[Excerpted passage Boundary: Start]

WASHINGTON, D.C. (WHNT) — The United States Department of Justice (DOJ) said an Alabama man and two Florida men were sentenced on Tuesday for a $54 million bribery and kickback scheme.

James Wesley Moss, 60, of Huntsville, was sentenced to two years and three months after pleading guilty to a kickback and fraud conspiracy, among other charges.

He and two other defendants are said to have billed TRICARE, a federal program that provides health insurance benefits to active duty and retired service members and their families, over $54 million for its compounded pharmaceuticals.   

According to court records, Moss’s role as part-owner and chief operating officer of Florida Pharmacy Solutions (FPS), which specializes in compounded prescription drugs, contributed to “TRICARE being unlawfully billed over $41 million dollars resulting in the payment of over $20 million dollars in unlawful kickbacks.”

Moss allegedly gained around $2 million dollars over several years from this illegal compounding fraud kickback scheme.

Michael Gordon, 60, of Fort Myers, Florida, also entered a guilty plea to kickback and fraud charges, and was sentenced to one year and six months in prison. David Byron Copeland, 55, of Tallahassee, Florida, was sentenced to four years and three months in prison after he was convicted at trial in June for paying and receiving health care kickbacks.

Court documents and evidence presented at trial show Copeland was also part-owner and senior sales manager at FPS, and Gordon was the lead sales representative.

Evidence was presented that states the three men and accomplices engaged in “test billing,” to develop the most expensive combination of compounded drugs in order to maximize reimbursement from TRICARE.

“Moss, Copeland, Gordon, and their accomplices targeted physicians who treated TRICARE beneficiaries and paid bribes and kickbacks to physicians and salespeople to encourage the referral of prescriptions to FPS,” the DOJ said in a release.

Those bribes reportedly included, “lavish hunting trips and expensive dinners.”

The DOJ says Moss paid Copeland and Gordon millions of dollars in kickbacks based on a percentage of the amount that TRICARE reimbursed for their prescriptions. These kickbacks provided incentives to seek prescriptions for the most expensive compounded drugs, including pain and scar creams.

“Copeland facilitated the kickbacks through companies he set up to receive and funnel the payments. From late 2012 through mid-2015, FPS billed TRICARE over $54 million for its compounded pharmaceuticals,” the department says.

In April, the DOJ says another co-defendant, Edward Christopher White, was sentenced to two years and nine months in prison after pleading guilty for his role in the prescriptions scheme.

[Excerpted passage Boundary: End]

Problem details: Repeat the news report from "Evidence was presented" to "reimbursement from TRICARE.", swapping "maximize" for "increase". The items have nothing to do with the news report.

[Extracted entries Boundary: Start]

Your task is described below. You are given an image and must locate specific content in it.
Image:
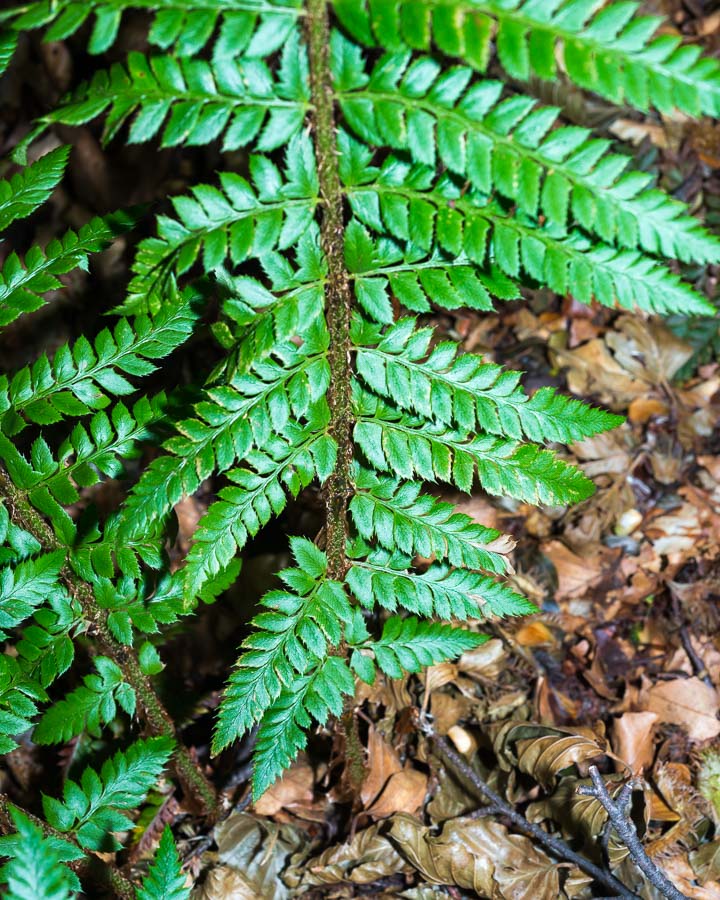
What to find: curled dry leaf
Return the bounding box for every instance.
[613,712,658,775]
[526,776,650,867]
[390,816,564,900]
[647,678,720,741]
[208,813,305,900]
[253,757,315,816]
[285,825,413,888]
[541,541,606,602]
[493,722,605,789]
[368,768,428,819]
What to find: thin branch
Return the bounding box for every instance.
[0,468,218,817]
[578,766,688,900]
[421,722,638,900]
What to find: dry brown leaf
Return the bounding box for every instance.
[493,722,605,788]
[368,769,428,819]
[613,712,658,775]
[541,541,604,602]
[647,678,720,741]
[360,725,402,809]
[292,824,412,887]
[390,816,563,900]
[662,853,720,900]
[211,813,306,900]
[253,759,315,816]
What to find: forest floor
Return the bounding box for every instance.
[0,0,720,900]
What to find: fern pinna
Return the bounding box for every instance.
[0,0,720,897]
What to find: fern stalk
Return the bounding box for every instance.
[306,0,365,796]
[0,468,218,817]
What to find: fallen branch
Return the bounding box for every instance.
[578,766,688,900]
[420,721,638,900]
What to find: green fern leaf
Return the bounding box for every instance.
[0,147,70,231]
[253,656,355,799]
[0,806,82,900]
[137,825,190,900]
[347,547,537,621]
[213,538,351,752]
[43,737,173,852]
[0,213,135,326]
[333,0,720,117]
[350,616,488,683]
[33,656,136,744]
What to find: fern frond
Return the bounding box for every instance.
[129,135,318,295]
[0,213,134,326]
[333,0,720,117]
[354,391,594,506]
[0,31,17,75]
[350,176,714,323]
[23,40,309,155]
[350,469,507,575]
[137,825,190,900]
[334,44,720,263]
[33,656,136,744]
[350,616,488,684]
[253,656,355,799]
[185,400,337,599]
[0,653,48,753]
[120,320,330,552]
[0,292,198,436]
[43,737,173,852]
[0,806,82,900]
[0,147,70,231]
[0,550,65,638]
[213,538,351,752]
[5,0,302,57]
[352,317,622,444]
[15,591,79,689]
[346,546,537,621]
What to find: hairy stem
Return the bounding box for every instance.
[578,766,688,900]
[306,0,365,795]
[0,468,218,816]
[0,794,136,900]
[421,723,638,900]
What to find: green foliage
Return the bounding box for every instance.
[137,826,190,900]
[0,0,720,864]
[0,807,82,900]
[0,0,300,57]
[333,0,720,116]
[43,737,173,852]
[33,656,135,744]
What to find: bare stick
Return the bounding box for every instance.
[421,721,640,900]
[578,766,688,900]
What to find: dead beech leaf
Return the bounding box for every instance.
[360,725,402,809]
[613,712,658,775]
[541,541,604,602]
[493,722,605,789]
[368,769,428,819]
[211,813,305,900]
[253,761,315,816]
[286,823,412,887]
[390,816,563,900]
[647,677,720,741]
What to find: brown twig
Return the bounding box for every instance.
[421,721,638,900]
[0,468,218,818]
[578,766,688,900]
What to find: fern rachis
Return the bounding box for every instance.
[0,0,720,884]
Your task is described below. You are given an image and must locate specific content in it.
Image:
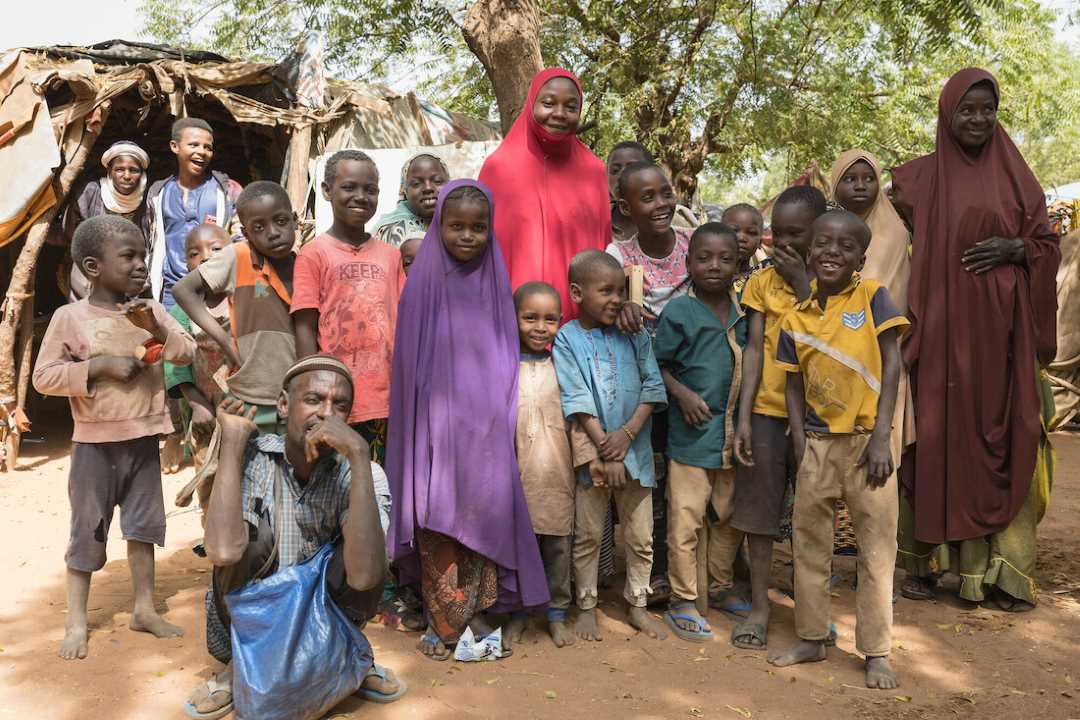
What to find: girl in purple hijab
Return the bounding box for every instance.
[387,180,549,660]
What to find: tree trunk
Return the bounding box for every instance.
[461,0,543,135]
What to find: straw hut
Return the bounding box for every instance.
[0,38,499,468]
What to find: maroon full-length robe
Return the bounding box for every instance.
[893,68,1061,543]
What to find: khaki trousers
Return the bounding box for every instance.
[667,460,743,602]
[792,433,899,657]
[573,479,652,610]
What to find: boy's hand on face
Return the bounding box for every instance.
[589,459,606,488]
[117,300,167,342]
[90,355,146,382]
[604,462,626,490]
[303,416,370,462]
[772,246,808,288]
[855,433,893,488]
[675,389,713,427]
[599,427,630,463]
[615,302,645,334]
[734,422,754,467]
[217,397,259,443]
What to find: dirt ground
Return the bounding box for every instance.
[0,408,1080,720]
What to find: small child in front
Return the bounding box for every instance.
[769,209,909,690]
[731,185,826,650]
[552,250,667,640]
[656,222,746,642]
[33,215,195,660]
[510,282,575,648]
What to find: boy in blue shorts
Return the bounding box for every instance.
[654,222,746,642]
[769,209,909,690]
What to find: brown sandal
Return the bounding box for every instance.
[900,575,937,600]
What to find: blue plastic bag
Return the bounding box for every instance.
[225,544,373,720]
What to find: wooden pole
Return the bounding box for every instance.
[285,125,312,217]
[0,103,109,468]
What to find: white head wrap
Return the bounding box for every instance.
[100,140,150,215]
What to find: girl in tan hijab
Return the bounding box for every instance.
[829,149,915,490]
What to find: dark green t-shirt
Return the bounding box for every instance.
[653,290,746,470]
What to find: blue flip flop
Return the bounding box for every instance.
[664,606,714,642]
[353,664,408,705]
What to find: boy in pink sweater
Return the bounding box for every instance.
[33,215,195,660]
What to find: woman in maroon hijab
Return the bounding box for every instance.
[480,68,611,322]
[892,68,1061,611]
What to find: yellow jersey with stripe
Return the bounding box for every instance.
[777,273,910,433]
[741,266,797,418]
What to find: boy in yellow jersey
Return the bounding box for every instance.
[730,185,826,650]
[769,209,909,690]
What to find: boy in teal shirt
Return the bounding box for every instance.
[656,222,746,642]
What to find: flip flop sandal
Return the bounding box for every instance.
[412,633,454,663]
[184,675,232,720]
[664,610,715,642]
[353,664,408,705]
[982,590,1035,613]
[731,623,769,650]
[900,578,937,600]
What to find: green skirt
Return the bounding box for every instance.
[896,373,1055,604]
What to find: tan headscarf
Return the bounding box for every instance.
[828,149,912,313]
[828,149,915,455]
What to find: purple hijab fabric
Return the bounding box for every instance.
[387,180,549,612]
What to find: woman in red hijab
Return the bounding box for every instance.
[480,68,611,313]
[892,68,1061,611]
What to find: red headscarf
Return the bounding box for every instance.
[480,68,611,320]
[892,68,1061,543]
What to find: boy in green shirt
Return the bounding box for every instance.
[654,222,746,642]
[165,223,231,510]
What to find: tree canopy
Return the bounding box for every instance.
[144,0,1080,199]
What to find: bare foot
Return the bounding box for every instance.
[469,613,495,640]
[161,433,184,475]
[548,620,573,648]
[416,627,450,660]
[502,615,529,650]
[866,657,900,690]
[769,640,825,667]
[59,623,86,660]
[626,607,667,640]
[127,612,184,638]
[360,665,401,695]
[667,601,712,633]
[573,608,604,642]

[Extracted entries Boundary: End]

Result of this exercise:
Evidence was presented that states the three men and accomplices engaged in “test billing,” to develop the most expensive combination of compounded drugs in order to increase reimbursement from TRICARE.